◆ What you will do: Leave the pictures behind and reproduce every line of the listing exactly.

+++ Information

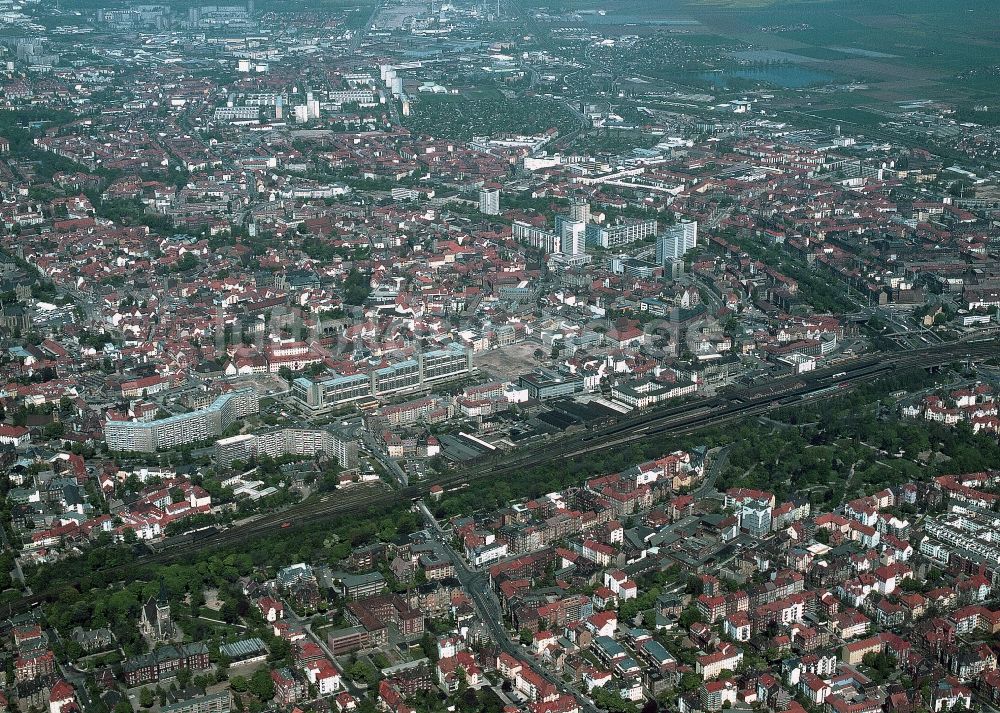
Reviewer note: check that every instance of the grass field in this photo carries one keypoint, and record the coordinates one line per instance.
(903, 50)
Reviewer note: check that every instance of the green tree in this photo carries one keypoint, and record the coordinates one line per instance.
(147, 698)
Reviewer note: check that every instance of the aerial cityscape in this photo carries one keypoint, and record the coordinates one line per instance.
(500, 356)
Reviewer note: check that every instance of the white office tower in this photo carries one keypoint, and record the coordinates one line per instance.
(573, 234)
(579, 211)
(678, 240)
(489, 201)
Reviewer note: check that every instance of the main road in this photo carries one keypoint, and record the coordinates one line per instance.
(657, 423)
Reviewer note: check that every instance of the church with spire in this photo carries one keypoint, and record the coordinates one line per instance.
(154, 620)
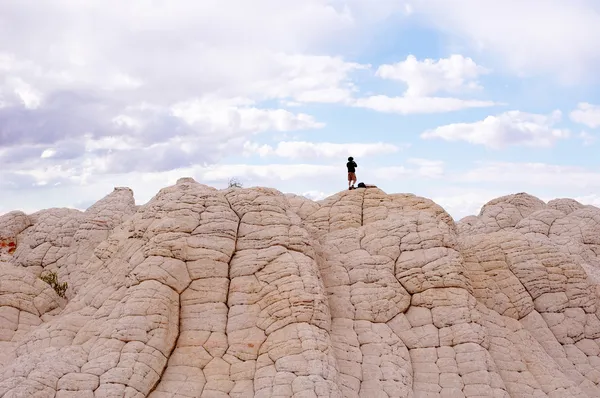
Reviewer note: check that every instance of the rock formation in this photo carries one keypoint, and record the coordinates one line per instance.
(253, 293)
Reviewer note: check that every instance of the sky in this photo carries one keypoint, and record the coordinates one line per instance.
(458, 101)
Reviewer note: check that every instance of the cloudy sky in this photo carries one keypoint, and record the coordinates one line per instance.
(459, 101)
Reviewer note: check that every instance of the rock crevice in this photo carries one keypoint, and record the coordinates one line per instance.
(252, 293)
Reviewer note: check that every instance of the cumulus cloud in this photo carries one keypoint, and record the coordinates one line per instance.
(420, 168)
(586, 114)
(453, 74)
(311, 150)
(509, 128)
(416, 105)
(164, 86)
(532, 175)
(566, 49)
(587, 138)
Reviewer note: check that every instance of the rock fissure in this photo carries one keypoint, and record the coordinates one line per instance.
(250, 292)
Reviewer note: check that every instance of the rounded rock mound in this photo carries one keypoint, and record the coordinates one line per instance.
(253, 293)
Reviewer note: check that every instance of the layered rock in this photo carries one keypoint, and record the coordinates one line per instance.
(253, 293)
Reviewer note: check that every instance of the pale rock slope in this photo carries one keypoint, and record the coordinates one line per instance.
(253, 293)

++++++

◆ Response box:
Reviewer note: check that every instance of the grass field in this photo carries one keypoint, and record the coordinates one line per instance.
(903, 50)
Reviewer note: check that every instance of the green tree in this photo carries one keypoint, and record the coordinates one line per instance.
(147, 698)
Reviewer note: check that every instance of the aerial cityscape in this photo carries one keypoint, and record the coordinates one line per instance.
(500, 356)
Reviewer note: check that every instance of the white office tower in this photo carries one keypoint, and record the coordinates one line per instance.
(573, 234)
(579, 211)
(678, 240)
(489, 201)
Reviewer note: check that every instance of the main road in this photo carries one keypoint, and record the coordinates one line per instance.
(657, 423)
Reviewer note: check that every instance of the church with spire in this photo carries one keypoint, and record the coordinates one line per instance.
(154, 620)
Reviewer note: check that every instance of the rock formation in this photo carries one keypoint, and record the coordinates one line per instance.
(253, 293)
Reviewer note: check that every instance of the sky in this photo carries one keypoint, and record the coordinates one line per instance.
(458, 101)
Reviewer note: check that every instance of the cloudy sky in this photo carries one keypoint, and record the coordinates one line per instance.
(459, 101)
Reviewer note: check that every instance of the rock crevice in this photo carries one keypoint, and record the coordinates one line per instance.
(252, 293)
Reviewer note: check that every instance of the cumulus cloud in this photo carries one keypoint, and record the coordinates one line per instance.
(420, 168)
(586, 114)
(453, 74)
(311, 150)
(509, 128)
(416, 105)
(164, 86)
(532, 175)
(566, 49)
(587, 138)
Reviewer note: check that every instance of the rock fissure in this photo carries one keypoint, and record the coordinates one line per instance.
(250, 292)
Reviewer note: check that every instance of the rounded rock mound in this photo carries one keypoint, and record the coordinates one line per instance.
(253, 293)
Reviewer note: check that every instance of the layered rock in this photo carries one keypoint, and record the coordinates one line per instance.
(253, 293)
Reviewer note: check that every instance of the pale rock slope in this photo carries one keypoint, and record the coordinates one line per instance.
(253, 293)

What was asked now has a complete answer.